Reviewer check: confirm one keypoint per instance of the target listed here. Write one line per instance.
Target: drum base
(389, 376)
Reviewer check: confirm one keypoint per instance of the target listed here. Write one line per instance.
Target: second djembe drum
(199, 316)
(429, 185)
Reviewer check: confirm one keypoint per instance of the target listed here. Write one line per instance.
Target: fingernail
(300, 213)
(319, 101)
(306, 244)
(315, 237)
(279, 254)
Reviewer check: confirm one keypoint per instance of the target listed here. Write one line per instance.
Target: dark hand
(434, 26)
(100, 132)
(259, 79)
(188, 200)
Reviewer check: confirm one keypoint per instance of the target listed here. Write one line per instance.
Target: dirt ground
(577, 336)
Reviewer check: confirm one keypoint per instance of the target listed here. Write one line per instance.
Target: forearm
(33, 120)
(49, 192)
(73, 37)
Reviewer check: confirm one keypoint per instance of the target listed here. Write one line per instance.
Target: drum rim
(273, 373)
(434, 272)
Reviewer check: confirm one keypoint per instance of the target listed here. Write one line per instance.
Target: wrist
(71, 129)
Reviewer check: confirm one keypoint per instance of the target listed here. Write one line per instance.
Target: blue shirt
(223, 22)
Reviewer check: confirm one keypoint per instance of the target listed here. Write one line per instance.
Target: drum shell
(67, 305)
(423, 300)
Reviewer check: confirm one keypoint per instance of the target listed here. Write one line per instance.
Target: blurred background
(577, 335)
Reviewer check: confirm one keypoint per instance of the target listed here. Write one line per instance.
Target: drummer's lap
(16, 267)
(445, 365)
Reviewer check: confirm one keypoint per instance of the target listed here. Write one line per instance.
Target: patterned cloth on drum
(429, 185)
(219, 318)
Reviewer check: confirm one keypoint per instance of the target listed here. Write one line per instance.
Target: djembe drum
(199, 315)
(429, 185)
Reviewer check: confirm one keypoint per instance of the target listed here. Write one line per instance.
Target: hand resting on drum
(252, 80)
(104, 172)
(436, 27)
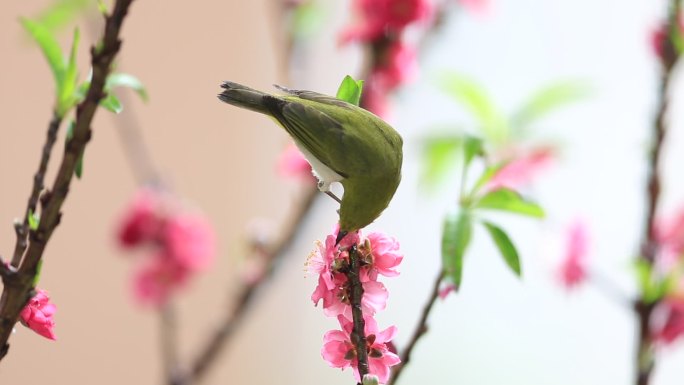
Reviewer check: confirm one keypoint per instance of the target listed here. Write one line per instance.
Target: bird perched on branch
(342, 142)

┄┄┄┄┄┄

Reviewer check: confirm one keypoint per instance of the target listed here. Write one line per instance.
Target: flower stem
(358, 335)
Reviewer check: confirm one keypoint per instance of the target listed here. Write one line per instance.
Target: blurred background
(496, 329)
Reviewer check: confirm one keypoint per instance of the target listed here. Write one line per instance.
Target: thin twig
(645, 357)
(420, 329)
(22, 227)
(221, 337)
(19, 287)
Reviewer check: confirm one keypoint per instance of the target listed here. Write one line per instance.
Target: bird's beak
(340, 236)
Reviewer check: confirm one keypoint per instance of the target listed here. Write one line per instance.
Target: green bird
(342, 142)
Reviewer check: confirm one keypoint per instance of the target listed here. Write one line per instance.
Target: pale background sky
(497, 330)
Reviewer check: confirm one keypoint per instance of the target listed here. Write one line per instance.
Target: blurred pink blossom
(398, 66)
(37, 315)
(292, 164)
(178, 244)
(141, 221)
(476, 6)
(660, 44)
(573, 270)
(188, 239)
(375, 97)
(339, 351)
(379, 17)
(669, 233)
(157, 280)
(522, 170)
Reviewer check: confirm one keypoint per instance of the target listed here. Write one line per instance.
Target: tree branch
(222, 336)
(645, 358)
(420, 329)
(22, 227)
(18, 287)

┄┄┄┄┄┄

*Written task:* Extract every line of the rows above that contains the word "hand". The match is case-sensitive.

*Final result:*
Target: dark hand
Target: hand resting on drum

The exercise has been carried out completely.